** Start GIVEN RECORDS **
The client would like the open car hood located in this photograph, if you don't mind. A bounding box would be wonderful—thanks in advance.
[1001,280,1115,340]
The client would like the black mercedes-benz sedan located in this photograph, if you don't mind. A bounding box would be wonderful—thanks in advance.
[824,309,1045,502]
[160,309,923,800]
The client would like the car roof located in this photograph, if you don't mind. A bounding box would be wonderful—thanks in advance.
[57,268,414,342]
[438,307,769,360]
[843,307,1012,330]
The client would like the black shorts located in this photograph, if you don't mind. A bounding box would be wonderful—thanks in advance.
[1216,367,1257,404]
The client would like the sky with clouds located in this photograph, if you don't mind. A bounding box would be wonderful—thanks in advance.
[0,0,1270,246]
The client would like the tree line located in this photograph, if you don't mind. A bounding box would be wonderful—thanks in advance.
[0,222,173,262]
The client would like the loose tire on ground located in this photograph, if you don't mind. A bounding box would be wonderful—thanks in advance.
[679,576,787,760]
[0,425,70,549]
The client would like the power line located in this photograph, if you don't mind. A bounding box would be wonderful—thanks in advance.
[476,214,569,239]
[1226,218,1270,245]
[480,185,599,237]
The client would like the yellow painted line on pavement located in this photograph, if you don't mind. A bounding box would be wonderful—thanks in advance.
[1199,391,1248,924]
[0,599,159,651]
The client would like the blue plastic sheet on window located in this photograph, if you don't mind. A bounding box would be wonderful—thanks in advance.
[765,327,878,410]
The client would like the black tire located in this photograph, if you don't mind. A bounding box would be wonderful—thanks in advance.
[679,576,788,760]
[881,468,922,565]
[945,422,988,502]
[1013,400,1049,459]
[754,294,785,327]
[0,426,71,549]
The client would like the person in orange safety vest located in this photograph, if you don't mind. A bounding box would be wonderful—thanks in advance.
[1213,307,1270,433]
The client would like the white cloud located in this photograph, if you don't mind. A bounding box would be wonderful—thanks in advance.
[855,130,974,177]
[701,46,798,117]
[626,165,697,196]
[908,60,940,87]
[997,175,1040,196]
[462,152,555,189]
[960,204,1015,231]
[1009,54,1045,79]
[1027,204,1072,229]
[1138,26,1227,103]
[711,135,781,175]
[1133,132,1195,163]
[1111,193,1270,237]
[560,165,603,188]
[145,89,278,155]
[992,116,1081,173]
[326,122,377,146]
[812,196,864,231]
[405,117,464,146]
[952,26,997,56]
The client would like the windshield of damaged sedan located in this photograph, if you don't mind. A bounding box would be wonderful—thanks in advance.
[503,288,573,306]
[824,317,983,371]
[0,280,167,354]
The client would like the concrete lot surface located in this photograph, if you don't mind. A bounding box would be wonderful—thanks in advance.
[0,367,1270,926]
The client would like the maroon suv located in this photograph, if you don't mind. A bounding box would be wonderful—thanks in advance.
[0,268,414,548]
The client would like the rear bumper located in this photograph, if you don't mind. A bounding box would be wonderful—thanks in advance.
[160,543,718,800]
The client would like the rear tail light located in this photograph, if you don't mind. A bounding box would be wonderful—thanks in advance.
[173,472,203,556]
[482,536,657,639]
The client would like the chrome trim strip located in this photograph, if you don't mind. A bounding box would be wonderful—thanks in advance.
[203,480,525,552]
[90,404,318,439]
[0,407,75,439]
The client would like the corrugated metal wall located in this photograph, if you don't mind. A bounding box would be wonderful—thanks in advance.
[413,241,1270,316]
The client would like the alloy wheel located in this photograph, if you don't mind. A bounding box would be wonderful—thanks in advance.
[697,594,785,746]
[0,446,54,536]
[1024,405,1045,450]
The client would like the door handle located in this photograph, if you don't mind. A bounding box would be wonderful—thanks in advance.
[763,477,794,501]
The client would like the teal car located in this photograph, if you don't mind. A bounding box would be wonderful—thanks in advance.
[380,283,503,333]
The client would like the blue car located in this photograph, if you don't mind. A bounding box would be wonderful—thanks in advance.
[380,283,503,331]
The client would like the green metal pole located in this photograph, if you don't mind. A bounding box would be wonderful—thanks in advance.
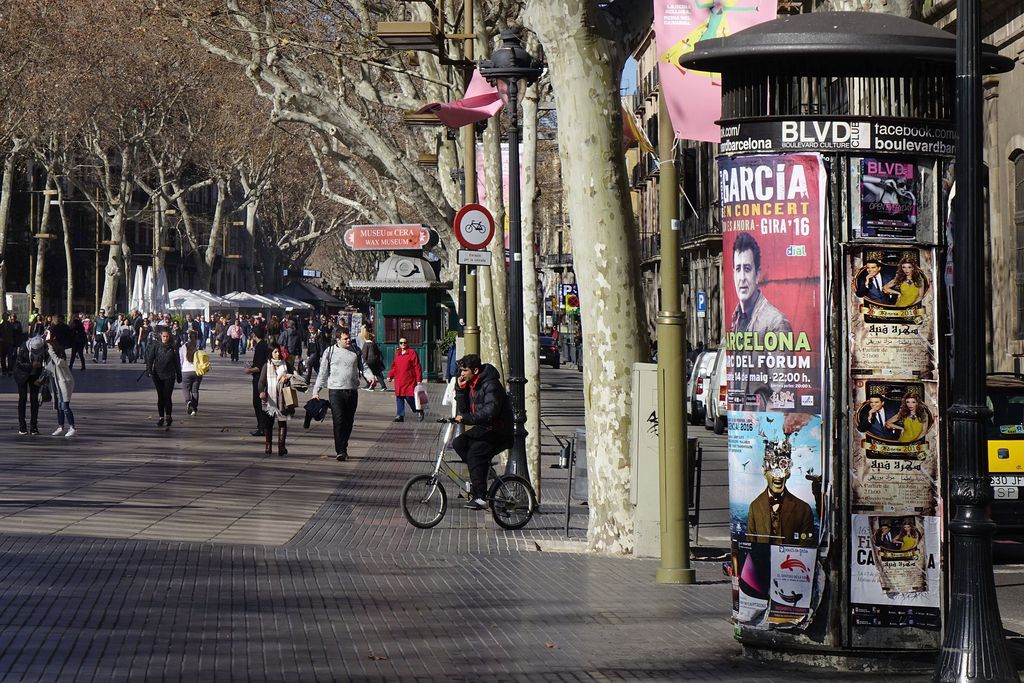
[655,93,696,584]
[462,0,480,355]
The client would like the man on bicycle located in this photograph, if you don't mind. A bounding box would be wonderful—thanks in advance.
[452,353,512,510]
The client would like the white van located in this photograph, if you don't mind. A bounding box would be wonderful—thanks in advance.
[686,349,718,425]
[705,348,729,434]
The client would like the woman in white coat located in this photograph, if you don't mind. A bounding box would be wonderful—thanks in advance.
[46,340,76,438]
[257,343,295,456]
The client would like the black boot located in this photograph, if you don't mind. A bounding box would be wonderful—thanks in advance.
[278,423,288,458]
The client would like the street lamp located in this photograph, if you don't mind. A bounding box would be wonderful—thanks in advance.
[934,0,1019,681]
[479,30,544,478]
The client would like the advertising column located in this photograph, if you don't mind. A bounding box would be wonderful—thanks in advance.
[719,153,825,629]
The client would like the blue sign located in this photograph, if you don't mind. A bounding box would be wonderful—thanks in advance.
[697,291,708,317]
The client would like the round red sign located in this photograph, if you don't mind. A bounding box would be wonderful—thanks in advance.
[453,204,495,249]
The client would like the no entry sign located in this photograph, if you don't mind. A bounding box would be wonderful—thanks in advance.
[455,204,495,249]
[345,224,430,251]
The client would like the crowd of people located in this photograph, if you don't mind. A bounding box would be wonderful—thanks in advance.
[0,309,423,448]
[0,309,520,509]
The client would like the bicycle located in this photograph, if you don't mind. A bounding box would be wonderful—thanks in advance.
[401,418,537,530]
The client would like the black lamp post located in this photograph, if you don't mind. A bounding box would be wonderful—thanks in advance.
[935,0,1019,681]
[479,31,544,479]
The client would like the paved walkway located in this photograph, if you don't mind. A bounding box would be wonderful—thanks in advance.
[0,358,1007,681]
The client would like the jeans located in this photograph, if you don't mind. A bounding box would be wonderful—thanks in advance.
[57,400,75,427]
[92,334,106,362]
[328,389,359,454]
[394,395,419,418]
[181,373,203,411]
[153,375,174,418]
[452,427,512,498]
[17,378,39,431]
[68,344,85,370]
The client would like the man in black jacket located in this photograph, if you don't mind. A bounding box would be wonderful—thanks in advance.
[452,353,512,510]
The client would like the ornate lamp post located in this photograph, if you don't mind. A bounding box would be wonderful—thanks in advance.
[479,31,544,479]
[935,0,1019,681]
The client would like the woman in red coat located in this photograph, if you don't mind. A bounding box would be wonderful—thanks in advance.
** End GIVEN RECORDS **
TO DO: Reproduce the stretch of rows from the line containing "The client would like the blue plastic" through the line containing "[0,426,71,549]", requests included. Offset every bounding-box coordinate in the answers by adding 116 to it.

COMPLETE OUTPUT:
The client would like the blue plastic sheet on window located in this photograph, if you don't mind. A bounding box would be wonderful—thanks in advance.
[881,443,994,526]
The client would like the black tire located in this photograph, if you don't mind. A bounding box would be wonderful—thanks in advance.
[795,692,904,876]
[997,584,1038,681]
[1061,538,1104,618]
[1129,516,1165,575]
[870,410,901,443]
[116,542,187,665]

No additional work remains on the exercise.